__EXERCISE PASSAGE__
Loading checkpoint shards:   0%|          | 0/8 [00:00<?, ?it/s]

# **Creating pipelines to run LLM at Colab notebook**


In [7]:
# Creating a pipeline object for the model
text_generation_pipeline = transformers.pipeline(
    model=model,
    tokenizer=tokenizer,
    task="text-generation",
    eos_token_id=tokenizer.eos_token_id,
    pad_token_id=tokenizer.eos_token_id,
    repetition_penalty=1.1,
    return_full_text=False,
    max_new_tokens=300,
    temperature = 0.3,
    do_sample=True,
)
mistral_llm = HuggingFacePipeline(pipeline=text_generation_pipeline)

In [8]:
# Let's try running the Mistral 7B model once
text = "What is the future of AI?"
response = mistral_llm.invoke(text)
print(response)


A: The future of AI is difficult to predict, but it is likely that AI will continue to play an increasingly important role in our lives. Some possible developments include more advanced machine learning algorithms, greater integration of AI into everyday devices and systems, and the creation of truly autonomous machines capable of making decisions on their own. However, there are also concerns about the potential risks and ethical implications of these developments, and it remains to be seen how society will respond to them.


# **Load the PDF and create chunk of texts**


In [9]:
# Load the pdf file
loader = PyPDFLoader('/content/drive/MyDrive/Colab Notebooks/Attention-is-all-you-need-Paper.pdf')
documents = loader.load()

# Split the documents into smaller chunks
text_splitter = CharacterTextSplitter(chunk_size=1000, chunk_overlap=0)
chunked_docs  = text_splitter.split_documents(documents)

In [10]:
# HuggingFace embeddings to create embedding of chunked docs to store at
# Vector Database

embeddings = HuggingFaceEmbeddings()

__DATASET EXTRACT__
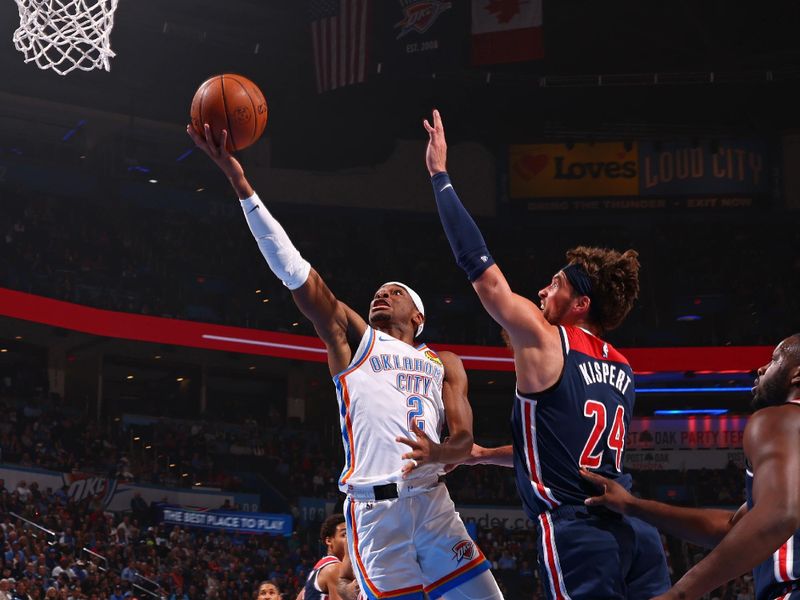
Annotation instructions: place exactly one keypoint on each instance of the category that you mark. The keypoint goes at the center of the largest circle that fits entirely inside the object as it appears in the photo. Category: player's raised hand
(614, 496)
(216, 151)
(436, 153)
(423, 450)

__YOUR GOAL__
In the notebook excerpt, what chunk size is set for splitting the PDF's documents?

__EXERCISE SOLUTION__
1000, with a chunk overlap of 0.